Directions for this task:
Below are some entries; can you quote all of them exactly?

Information provided:
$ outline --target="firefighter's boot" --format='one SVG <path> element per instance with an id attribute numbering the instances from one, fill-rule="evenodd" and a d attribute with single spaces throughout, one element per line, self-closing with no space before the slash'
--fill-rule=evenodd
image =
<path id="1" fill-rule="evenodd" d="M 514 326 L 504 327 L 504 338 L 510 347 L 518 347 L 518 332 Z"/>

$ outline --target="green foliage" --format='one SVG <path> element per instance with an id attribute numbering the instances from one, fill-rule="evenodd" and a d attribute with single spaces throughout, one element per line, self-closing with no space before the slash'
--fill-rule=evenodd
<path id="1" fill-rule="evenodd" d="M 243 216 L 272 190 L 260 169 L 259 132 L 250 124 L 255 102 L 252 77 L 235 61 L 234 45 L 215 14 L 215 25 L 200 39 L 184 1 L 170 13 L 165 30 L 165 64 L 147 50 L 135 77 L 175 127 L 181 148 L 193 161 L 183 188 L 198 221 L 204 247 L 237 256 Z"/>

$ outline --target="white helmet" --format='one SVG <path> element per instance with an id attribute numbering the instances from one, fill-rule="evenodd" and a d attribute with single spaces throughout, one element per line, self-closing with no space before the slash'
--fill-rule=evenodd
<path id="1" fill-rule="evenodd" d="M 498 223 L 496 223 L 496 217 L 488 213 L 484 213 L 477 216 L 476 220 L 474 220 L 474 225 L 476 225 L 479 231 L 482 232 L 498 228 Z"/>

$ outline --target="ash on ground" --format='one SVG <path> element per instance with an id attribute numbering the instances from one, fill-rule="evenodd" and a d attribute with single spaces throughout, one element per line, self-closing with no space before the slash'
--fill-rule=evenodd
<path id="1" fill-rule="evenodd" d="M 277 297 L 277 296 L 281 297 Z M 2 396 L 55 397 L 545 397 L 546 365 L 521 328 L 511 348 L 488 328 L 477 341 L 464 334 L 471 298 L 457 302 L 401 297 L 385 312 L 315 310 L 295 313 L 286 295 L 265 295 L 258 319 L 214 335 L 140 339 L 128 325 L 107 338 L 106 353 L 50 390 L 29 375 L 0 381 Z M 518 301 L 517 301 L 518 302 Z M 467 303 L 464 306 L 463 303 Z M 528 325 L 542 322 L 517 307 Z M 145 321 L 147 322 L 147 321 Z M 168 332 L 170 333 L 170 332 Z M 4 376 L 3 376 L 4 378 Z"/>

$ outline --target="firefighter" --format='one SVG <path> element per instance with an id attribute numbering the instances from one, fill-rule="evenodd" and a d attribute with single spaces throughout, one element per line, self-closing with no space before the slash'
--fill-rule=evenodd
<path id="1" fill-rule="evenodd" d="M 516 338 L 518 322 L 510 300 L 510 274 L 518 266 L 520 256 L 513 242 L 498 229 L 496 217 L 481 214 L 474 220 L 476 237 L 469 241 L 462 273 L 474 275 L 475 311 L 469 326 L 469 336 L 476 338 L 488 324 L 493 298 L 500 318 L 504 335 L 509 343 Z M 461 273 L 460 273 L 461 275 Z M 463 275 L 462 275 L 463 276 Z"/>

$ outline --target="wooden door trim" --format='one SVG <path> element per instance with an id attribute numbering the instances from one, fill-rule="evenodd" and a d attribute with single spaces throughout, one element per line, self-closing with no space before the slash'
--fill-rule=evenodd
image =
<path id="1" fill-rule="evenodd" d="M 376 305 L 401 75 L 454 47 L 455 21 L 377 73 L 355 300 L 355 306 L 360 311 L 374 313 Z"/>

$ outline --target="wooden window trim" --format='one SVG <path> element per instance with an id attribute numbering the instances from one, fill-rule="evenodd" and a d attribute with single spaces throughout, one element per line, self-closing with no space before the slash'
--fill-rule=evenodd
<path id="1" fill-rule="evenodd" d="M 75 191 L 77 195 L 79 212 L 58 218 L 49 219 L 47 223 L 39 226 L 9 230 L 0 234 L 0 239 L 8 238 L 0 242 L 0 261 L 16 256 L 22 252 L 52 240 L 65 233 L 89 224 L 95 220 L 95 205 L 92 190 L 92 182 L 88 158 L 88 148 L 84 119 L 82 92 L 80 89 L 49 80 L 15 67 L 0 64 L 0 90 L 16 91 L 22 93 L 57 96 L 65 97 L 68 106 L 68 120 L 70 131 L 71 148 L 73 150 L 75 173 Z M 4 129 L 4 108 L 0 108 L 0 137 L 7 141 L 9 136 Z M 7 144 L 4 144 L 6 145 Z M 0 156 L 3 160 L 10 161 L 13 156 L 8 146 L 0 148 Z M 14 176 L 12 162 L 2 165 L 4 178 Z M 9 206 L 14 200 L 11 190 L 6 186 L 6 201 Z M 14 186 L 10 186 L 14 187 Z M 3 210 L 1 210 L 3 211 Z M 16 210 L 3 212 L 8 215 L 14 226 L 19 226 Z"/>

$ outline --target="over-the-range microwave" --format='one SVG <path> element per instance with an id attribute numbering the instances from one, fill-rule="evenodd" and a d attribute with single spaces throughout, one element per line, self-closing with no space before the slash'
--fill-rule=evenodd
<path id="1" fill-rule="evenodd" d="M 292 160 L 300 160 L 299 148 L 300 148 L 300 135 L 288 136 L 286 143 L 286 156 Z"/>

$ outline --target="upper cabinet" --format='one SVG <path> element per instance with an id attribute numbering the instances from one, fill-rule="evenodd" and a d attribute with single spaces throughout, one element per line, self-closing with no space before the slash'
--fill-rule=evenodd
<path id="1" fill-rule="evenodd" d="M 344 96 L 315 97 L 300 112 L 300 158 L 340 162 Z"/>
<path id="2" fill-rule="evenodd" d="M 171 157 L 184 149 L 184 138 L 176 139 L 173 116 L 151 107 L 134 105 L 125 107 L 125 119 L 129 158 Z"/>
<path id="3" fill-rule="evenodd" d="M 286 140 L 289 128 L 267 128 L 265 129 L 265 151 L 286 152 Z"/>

Answer to the exercise:
$ outline --target="firefighter's boot" --format='one SVG <path> element per instance with an id attribute numbering the instances from one, fill-rule="evenodd" and a d attribute with single spaces throughout, one element per line, self-closing with no space before the slash'
--fill-rule=evenodd
image =
<path id="1" fill-rule="evenodd" d="M 514 326 L 504 327 L 504 338 L 510 347 L 518 347 L 518 332 Z"/>

$ outline --target="green foliage" --format='one SVG <path> element per instance with an id attribute numbering the instances from one, fill-rule="evenodd" and a d attribute with single spaces throughout, one element per line, self-closing with no space before the slash'
--fill-rule=evenodd
<path id="1" fill-rule="evenodd" d="M 243 216 L 272 190 L 260 169 L 259 132 L 250 124 L 255 102 L 252 77 L 235 61 L 234 45 L 215 14 L 215 25 L 200 39 L 184 1 L 170 13 L 165 30 L 165 64 L 147 50 L 135 77 L 175 127 L 181 148 L 193 161 L 183 188 L 198 221 L 204 247 L 237 256 Z"/>

$ outline --target="white helmet" --format='one SVG <path> element per instance with an id attribute numbering the instances from one, fill-rule="evenodd" and a d attribute with single spaces throughout, one element per line, self-closing with no space before the slash'
--fill-rule=evenodd
<path id="1" fill-rule="evenodd" d="M 498 223 L 496 223 L 496 217 L 488 213 L 484 213 L 477 216 L 476 220 L 474 220 L 474 225 L 476 225 L 479 231 L 482 232 L 498 228 Z"/>

$ outline --target="ash on ground" --format='one SVG <path> element per instance with an id attribute numbering the instances from one, fill-rule="evenodd" and a d attribute with single spaces throughout, one element per line, self-closing with no space before the slash'
--fill-rule=evenodd
<path id="1" fill-rule="evenodd" d="M 277 297 L 277 296 L 281 297 Z M 2 396 L 55 397 L 545 397 L 546 365 L 521 328 L 511 348 L 488 328 L 477 341 L 464 334 L 471 298 L 457 302 L 401 297 L 385 312 L 315 310 L 295 313 L 286 295 L 265 295 L 258 319 L 214 335 L 140 339 L 128 325 L 107 338 L 106 353 L 50 390 L 29 375 L 0 381 Z M 518 301 L 517 301 L 518 302 Z M 467 303 L 464 306 L 463 303 Z M 528 325 L 542 322 L 517 307 Z M 145 321 L 147 322 L 147 321 Z M 168 332 L 170 333 L 170 332 Z M 4 376 L 3 376 L 4 378 Z"/>

$ outline --target="firefighter" --format='one SVG <path> element per instance with an id attribute numbering the instances from one, fill-rule="evenodd" and a d attribute with single spaces throughout, one element per line, self-closing with no space before the slash'
--fill-rule=evenodd
<path id="1" fill-rule="evenodd" d="M 516 338 L 518 322 L 510 300 L 510 274 L 518 266 L 520 256 L 513 242 L 498 229 L 496 217 L 481 214 L 474 220 L 476 237 L 469 241 L 462 273 L 474 275 L 475 311 L 469 326 L 469 336 L 476 338 L 488 324 L 493 298 L 500 318 L 504 335 L 509 343 Z M 461 273 L 460 273 L 461 275 Z M 463 275 L 462 275 L 463 276 Z"/>

$ outline --target="wooden door trim" --format='one SVG <path> element per instance with an id attribute numbering the instances from one, fill-rule="evenodd" and a d attribute with single spaces throughout, one element per line, self-closing with no space before the slash'
--fill-rule=evenodd
image =
<path id="1" fill-rule="evenodd" d="M 376 305 L 401 75 L 454 47 L 455 21 L 377 73 L 355 300 L 355 306 L 360 311 L 374 313 Z"/>

$ outline --target="wooden window trim" --format='one SVG <path> element per instance with an id attribute numbering the instances from one, fill-rule="evenodd" and a d attribute with single spaces throughout, one element per line, self-closing with no space before the slash'
--fill-rule=evenodd
<path id="1" fill-rule="evenodd" d="M 75 191 L 77 195 L 79 212 L 58 218 L 49 219 L 47 223 L 39 226 L 9 230 L 0 234 L 0 239 L 8 238 L 0 242 L 0 261 L 16 256 L 22 252 L 52 240 L 65 233 L 89 224 L 95 220 L 95 205 L 92 190 L 92 182 L 88 158 L 88 148 L 84 119 L 82 92 L 80 89 L 49 80 L 15 67 L 0 64 L 0 90 L 16 91 L 22 93 L 57 96 L 65 97 L 68 106 L 68 120 L 70 131 L 71 148 L 73 150 L 75 173 Z M 4 129 L 4 108 L 0 108 L 0 137 L 7 141 L 9 136 Z M 7 144 L 4 144 L 6 145 Z M 0 156 L 3 160 L 10 161 L 13 156 L 8 146 L 0 148 Z M 14 176 L 12 162 L 2 165 L 4 178 Z M 9 206 L 14 200 L 11 190 L 6 186 L 6 201 Z M 14 186 L 10 186 L 14 187 Z M 3 210 L 1 210 L 3 211 Z M 16 210 L 3 212 L 8 215 L 14 226 L 19 226 Z"/>

$ outline --target="over-the-range microwave" --format='one SVG <path> element per instance with an id attribute numbering the instances from one, fill-rule="evenodd" and a d attribute with single spaces throughout, one element per line, self-closing with no space before the slash'
--fill-rule=evenodd
<path id="1" fill-rule="evenodd" d="M 292 160 L 300 160 L 299 148 L 300 148 L 300 135 L 288 136 L 286 143 L 286 156 Z"/>

$ outline --target="upper cabinet" --format='one SVG <path> element per instance with an id attribute numbering the instances from one, fill-rule="evenodd" and a d attribute with single spaces throughout, one element per line, self-closing with no space before the slash'
--fill-rule=evenodd
<path id="1" fill-rule="evenodd" d="M 344 96 L 315 97 L 300 112 L 300 158 L 340 162 Z"/>
<path id="2" fill-rule="evenodd" d="M 171 157 L 184 149 L 184 138 L 176 139 L 173 116 L 151 107 L 134 105 L 125 107 L 125 119 L 129 158 Z"/>
<path id="3" fill-rule="evenodd" d="M 286 140 L 289 128 L 267 128 L 265 129 L 265 151 L 286 152 Z"/>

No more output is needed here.